#### [CHECK YOUR UNDERSTANDING]
[1] From the passage on Sydney Anglicans, write out the stretch from "2. Identification of" through "a personal faith.".
[2] According to the passage on Sydney Anglicans, in which book does Graeme Goldsworthy describe the typological interpretation of the Old Testament?
[3] Render this sentence from the passage on Sydney Anglicans in Spanish: "Sydney Anglicans have been described as fundamentalist and sect-like by their opponents."

#### [GIVEN PASSAGE]
=-=-=
1. Typological interpretation of the Old Testament—a biblical theological approach which interprets Old Testament prophecies regarding the Land of Israel, the Jerusalem Temple and the Davidic Kingdom as having a typological rather than literal fulfilment in the New Covenant; thus rejecting dispensationalism but supportive of Christian Zionism, of which the first is more characteristic of American Evangelicalism. This approach is described by Graeme Goldsworthy, a Sydney theologian, in his book According to Plan.
2. Identification of church with the local congregation as opposed to a diocese or denomination. Sydney's ecclesiology, influenced by the former Principal and Vice-Principal of Moore College David Broughton Knox and Donald Robinson (later respectively Principal of George Whitefield College and Archbishop of Sydney) among others, believes that the church is God's people meeting around God's Word. This leads to church meetings being centred around the public reading, explanation and response to God's Word. Further, Anglicans in Sydney generally identify themselves primarily with their local congregation rather than a denomination or institution, and place less emphasis on the celebration of Holy Communion (called the Eucharist by many Anglicans) than do Anglicans of many other dioceses.
3. The importance of evangelism and a personal faith.

Sydney Anglicans have been described as fundamentalist and sect-like by their opponents. They respond by arguing that whereas fundamentalists interpret all parts of the Bible literally Evangelicals in Sydney interpret the Bible in the context of the literary genre.

===Affiliation with Anglican doctrine===
For most of the last 450 years Anglicans worldwide have used the Book of Common Prayer framed by Archbishop of Canterbury Thomas Cranmer in 1549, revised significantly in 1552 and modified slightly in 1662. They have also subscribed to, or otherwise acknowledged as foundational, the Thirty-Nine Articles of Religion as listed in the Book of Common Prayer. While the Book of Common Prayer is no longer used in many Sydney churches, the diocese still fully affirms the doctrine and principles embodied within it as they interpret them. In keeping with the theologically reformed character of the 39 Articles, the diocese holds the view that all church doctrine and traditions are subject to the authority of Scripture.

===Disassociation from Anglican tradition===

There are some areas of church practice that are being challenged within the diocese that have potential ramifications for the wider Anglican Communion. The system of episcopal order is under review with some eager to redefine some of the roles of the threefold order of deacons, priests and bishops.
=-=-=
#### [EXTRACTED INFORMATION]
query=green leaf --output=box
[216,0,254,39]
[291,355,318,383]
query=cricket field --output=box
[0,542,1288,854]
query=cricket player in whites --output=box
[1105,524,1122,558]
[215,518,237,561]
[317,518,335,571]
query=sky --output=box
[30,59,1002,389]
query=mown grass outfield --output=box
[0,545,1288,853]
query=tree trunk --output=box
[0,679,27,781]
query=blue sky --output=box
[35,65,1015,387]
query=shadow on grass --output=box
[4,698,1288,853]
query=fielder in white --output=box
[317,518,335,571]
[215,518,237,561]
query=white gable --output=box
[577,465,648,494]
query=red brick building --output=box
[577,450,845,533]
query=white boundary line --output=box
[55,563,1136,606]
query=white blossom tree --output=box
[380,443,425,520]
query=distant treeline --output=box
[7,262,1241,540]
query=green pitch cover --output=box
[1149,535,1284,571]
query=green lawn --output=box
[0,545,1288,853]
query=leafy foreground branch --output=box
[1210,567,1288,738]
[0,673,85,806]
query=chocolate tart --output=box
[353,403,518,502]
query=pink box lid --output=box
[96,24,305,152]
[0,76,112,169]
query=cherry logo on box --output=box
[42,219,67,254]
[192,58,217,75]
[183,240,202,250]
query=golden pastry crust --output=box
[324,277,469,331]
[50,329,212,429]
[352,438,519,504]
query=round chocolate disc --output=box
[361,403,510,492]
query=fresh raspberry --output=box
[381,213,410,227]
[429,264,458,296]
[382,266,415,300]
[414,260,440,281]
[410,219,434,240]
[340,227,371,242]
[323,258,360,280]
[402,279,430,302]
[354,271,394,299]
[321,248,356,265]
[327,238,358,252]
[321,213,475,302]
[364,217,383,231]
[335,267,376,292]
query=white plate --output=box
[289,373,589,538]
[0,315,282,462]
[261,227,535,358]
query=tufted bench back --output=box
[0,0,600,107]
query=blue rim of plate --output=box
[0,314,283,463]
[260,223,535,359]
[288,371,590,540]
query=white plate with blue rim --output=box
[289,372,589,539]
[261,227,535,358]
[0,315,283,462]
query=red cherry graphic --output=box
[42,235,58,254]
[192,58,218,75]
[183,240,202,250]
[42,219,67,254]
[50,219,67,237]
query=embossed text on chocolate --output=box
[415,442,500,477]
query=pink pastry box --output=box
=-=-=
#### [RESULTS IN ORDER]
[1]
2. Identification of church with the local congregation as opposed to a diocese or denomination. Sydney's ecclesiology, influenced by the former Principal and Vice-Principal of Moore College David Broughton Knox and Donald Robinson (later respectively Principal of George Whitefield College and Archbishop of Sydney) among others, believes that the church is God's people meeting around God's Word. This leads to church meetings being centred around the public reading, explanation and response to God's Word. Further, Anglicans in Sydney generally identify themselves primarily with their local congregation rather than a denomination or institution, and place less emphasis on the celebration of Holy Communion (called the Eucharist by many Anglicans) than do Anglicans of many other dioceses.
3. The importance of evangelism and a personal faith.

[2] According to Plan

[3] Los anglicanos de Sídney han sido descritos como fundamentalistas y de carácter sectario por sus opositores.